---- Source passage

The PMS Wars is the race that these companies have engaged in in switching everyone from legacy solutions to cloud solutions. That’s the first phase. And the race isn’t just about independent hotels, this time the race is for the global industry. In fact one can argue that Independent hotels have a head start on chains as they’ve been switching for some years now. Chains have the added hurdle that not only do owners need to approve the costs, head office needs to over-come the long and painful testing and research on which systems they can use. Legal and fiscal requirements across continents, security and privacy regulations across regions, integrations etc. Which makes the choice quite limited. Hence the three companies mentioned above.
I believe this will start the first global upgrade of the hotel tech industry, which has been mired in PMS confusion for the last 30+ years. Tons of small local players that can’t be aggregated (merging legacy PMS systems isn’t possible so aggregation meant switching system and customers moving away). Thus no economic opportunity, thus no industry aggregation. But now that almost everyone will need to switch to cloud now, the real race is on.
One could say this shift has been happening for a while now, why is it suddenly a big thing? In 2015 I wrote what I think it takes for some hotel tech to go “mainstream” what is the tipping point. In our industry it takes one of the market leaders to adopt it (I will put a link to that article in the comments). Many great PMS companies have been cloud for over a decade, but it was still segment of the industry.

--------

Extend the passage on the hotel industry's shift to cloud PMS, picking up after its final sentence.

---- Dataset content

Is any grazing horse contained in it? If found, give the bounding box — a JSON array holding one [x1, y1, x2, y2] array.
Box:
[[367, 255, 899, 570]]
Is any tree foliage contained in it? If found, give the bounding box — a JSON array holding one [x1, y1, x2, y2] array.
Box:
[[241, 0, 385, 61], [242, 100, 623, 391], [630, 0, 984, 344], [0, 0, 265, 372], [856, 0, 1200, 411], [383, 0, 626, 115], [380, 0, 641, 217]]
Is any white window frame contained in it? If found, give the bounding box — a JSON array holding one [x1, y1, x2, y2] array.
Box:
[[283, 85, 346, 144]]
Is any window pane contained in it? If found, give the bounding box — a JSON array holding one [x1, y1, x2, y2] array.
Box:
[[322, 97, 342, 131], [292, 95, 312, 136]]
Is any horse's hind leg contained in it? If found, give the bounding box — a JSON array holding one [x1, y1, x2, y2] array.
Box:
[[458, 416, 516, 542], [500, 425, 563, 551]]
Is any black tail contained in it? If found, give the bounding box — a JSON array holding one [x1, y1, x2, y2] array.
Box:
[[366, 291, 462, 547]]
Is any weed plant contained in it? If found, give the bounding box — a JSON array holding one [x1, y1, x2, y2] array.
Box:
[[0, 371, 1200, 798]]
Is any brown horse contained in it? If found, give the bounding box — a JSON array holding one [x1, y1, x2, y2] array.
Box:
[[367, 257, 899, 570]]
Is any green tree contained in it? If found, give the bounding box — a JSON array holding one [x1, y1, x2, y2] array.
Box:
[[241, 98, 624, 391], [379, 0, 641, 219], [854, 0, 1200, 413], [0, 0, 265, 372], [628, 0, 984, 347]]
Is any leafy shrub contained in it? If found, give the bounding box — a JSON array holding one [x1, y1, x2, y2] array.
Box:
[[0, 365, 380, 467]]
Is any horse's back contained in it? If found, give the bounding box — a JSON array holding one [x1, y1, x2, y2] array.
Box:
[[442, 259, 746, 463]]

--------

## Exercise response:
Over the coming years the race will accelerate heavily, vendors will be rushing to grab market share, hotels will need to decide who they go with. What are the key criteria? Most connections? Best service? Easiest to install? Largest on the market? Is the safest bet today the best bet for tomorrow? The old joke nobody got fired for going with IBM was true, until it wasnt.
There is no perfect answer to this, people who are risk intolerant will go with what they know, they would rather regret for 8 years than take a risk today. No matter how good the sales person it, that will not change. But a younger generation is coming in. They’ve live with technology, version upgrades don’t scare them.
The race is on and our industry will be better for it.
(* note I work with Shiji, and am friends with the founder of Mews. These thoughts are my own and not influenced, vetted or approved by anyone else.)